TEXT PROVIDED:
Research Groups

• Metabolomic and Bacteria group
• Respiratory Quinone Group
• Experimental Evolution Group
• Computational Biology's group

Axis #1: Metabolism evolution and engineering

Coordinators: Dr. Audrey le Gouellec & Dr. Fabien Pierrel

The axis “metabolism evolution and engineering” gathers clinicians and researchers who study the evolution of microbial metabolism in connection to their environment and engineer rationally microbes for health benefits. We study metabolic evolutions at different scales by combining experimental and bioinformatics approaches. We employ classical molecular biology and biochemistry but also untargeted metabolomics at the GEMELI-GExiM core facility.

Axis #2: Microbiota evolution and engineering

Coordinators: Dr. Dalil Hannani

We study the impact of gut microbiota on the host, in particular on its  immune system in health and diseases (response to vaccination, cancer,  auto-immunity, acute, and chronic infections). We are developing several strategies to manipulate and optimize the host  gut microbiota, notably through prebiotics or probiotics  administration, or through  bacteria that are engineered on relevant  metabolic pathways. This translational axis extends from preclinical research  to clinical studies aiming at demonstrating the critical role of gut  microbiota metabolic functions in the response to immunotherapy in NSCLC  (Non-Small Lung Cell Carcinoma).

Axis #3: Evolution of the structure and expression of (meta)-genomes

Coordinators: Dr. Ivan Junier & Dr. Thomas Hindré

The composition and organisation of prokaryotic genomes are strongly constrained by natural selection and neutral drift effects. Both mechanisms operate on multiple time scales, from a few generations to billions of generations. As a result, genomes are made of a complex mosaic of both stable and dynamical structures, which contribute to the extraordinary adaptive capacity of microorganisms. In this axis, we study the mechanisms of this plasticity in order to better predict the adaptive responses of microorganisms. To this end, we combine approaches from experimental evolution, molecular biology, comparative genomics, phylogenomics and DNA biophysics.

Axis #4: Microbial evolution toward resistance to antimicrobials

Coordinators: Prof. Muriel Cornet & Dr. Corinne Mercier

The objectives of this research axis include the analysis of evolutionary trajectories leading to the establishment of resistance mechanisms (intrinsic resistance, resistance to low and high doses) and tolerance to antimicrobial agents (antibiotics and antifungals). These studies are conducted in vitro (induction of resistance under antibiotic or antifungal pressure), in natura (patients, environment) and in silico. They use various technologies (microbiology, metagenomics, genetics, cell biology, biochemistry, metabolomics, lipidomics, immunology, epidemiology, multivariate statistical analysis, ...). Basic research allows the development of diagnostic tests and new means of control against targeted infectious agents (Escherichia coli, Pseudomonas aeruginosa, Streptomyces spp, Candida spp, and agents of zoonosis...).

ACTIVITY:
Extend the text on the microbial evolution research axes beyond its last paragraph. The material has no role in this.

RECORDS SUPPLIED:
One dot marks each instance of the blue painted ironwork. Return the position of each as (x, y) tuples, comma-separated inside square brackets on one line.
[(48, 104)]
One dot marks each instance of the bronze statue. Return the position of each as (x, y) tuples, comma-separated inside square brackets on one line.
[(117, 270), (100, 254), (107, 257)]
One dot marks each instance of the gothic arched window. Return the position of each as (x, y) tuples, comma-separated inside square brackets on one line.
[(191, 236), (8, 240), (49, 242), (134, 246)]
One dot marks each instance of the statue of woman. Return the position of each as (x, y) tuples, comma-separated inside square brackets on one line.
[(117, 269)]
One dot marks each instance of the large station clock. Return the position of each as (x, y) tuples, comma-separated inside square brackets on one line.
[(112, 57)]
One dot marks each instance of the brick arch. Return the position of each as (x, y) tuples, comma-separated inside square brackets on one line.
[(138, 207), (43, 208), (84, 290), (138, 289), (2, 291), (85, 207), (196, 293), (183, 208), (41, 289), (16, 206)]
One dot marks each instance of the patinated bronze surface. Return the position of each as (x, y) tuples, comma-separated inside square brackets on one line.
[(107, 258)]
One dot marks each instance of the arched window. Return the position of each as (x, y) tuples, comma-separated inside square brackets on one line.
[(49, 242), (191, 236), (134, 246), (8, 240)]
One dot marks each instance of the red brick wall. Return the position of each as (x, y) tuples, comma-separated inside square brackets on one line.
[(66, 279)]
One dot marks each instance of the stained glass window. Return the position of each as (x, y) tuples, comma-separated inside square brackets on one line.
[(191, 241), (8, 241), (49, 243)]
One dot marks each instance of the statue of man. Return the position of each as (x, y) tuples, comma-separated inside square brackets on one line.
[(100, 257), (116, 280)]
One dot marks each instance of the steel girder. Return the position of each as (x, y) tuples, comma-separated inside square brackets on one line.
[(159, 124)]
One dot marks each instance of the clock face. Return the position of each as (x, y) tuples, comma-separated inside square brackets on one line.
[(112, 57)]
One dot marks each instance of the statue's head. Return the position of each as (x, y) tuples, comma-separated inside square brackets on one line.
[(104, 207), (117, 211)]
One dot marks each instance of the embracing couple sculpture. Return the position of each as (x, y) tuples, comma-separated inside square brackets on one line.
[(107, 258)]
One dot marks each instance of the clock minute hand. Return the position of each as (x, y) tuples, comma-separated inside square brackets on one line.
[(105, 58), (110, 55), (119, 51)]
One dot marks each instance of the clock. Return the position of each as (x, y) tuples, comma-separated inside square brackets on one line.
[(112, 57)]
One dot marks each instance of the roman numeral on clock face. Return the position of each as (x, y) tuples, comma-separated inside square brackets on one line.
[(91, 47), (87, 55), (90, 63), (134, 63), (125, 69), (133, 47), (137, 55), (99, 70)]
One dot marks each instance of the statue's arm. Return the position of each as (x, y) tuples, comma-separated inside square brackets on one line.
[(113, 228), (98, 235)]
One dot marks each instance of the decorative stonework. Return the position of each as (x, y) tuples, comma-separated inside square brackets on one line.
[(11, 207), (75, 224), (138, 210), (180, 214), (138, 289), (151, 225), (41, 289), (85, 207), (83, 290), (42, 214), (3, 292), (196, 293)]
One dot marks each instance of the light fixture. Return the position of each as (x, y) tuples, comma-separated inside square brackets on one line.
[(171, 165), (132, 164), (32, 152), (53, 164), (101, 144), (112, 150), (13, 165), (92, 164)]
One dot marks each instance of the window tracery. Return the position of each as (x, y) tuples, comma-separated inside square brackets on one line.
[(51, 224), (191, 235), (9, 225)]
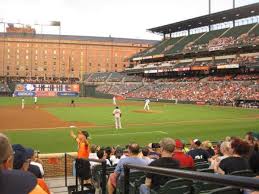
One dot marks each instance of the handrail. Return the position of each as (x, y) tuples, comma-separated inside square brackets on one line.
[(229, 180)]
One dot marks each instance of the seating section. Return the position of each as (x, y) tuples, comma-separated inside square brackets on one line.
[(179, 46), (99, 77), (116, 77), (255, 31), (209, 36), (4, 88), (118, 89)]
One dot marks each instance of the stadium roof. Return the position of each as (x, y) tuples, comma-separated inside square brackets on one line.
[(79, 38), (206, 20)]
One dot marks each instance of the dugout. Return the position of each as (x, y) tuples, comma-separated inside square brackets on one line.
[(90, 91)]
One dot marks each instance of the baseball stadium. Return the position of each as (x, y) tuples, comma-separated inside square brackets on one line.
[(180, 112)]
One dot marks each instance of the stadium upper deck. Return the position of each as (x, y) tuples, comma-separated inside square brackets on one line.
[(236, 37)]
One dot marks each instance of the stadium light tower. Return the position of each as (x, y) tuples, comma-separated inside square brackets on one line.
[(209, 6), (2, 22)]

==

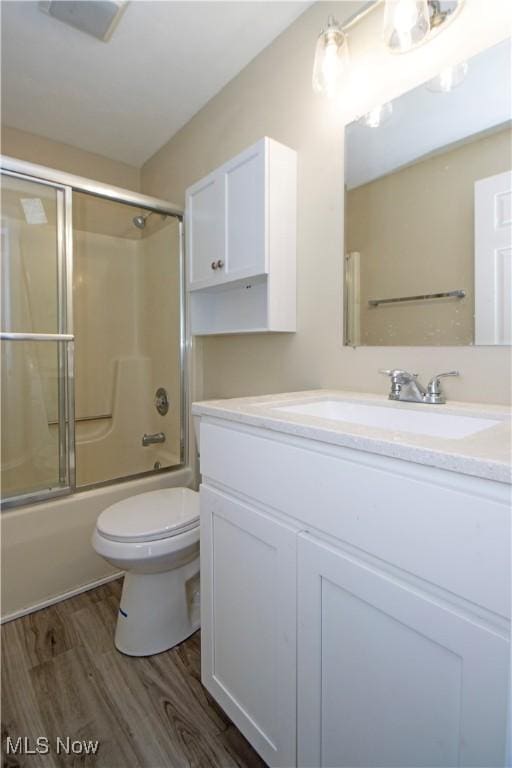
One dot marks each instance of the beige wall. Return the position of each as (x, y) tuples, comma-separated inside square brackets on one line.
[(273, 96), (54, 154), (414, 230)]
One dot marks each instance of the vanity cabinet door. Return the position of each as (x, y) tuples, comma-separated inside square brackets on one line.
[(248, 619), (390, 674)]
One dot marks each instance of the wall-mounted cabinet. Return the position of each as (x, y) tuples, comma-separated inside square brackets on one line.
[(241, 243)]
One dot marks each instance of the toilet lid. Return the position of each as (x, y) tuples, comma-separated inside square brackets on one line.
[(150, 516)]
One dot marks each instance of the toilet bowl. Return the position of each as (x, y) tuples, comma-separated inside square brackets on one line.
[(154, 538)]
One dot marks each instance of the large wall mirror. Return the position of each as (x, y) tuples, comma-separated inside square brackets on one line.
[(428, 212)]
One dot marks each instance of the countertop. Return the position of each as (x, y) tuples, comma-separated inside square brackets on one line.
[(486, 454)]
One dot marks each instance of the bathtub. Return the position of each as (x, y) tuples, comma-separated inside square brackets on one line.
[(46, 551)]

YOUR RESPONSE:
Axe #5: Vectorization and membranes

Coordinators: Dr. Béatrice Schaack & Prof. Jean-Luc Lenormand

The "Vectorization and Membranes" axis focus on the study of membranes and membrane proteins in the context of host-pathogen interactions, the determination of membrane antigenic targets and the influence of the lipid environment on the structure and function of membrane proteins. We use several experimental approaches including the production and the characterization at the biochemical and biophysical levels of extracellular vesicles from different prokaryotic and eukaryotic organisms, the production of membrane proteins in the form of proteoliposomes using cell-free expression systems in the presence of synthetic lipids of different compositions, the use of microscopy techniques (AFM, electron, fluorescence), DLS, impedance spectroscopy (Tethapod) and circular dichroism to name a few. In order to allow a better internalization of certain macromolecules, vectorization systems are used such as cell penetrating peptides and synthetic liposomes. These biotechnological approaches allow a better understanding at the level of pathogen and host cell membranes of certain molecular mechanisms responsible for pathogenesis and provide innovative therapeutic or vaccine solutions. These approaches are used to treat bacteria that are multi-resistant to antibiotics, as well as fungal infections and certain types of cancer.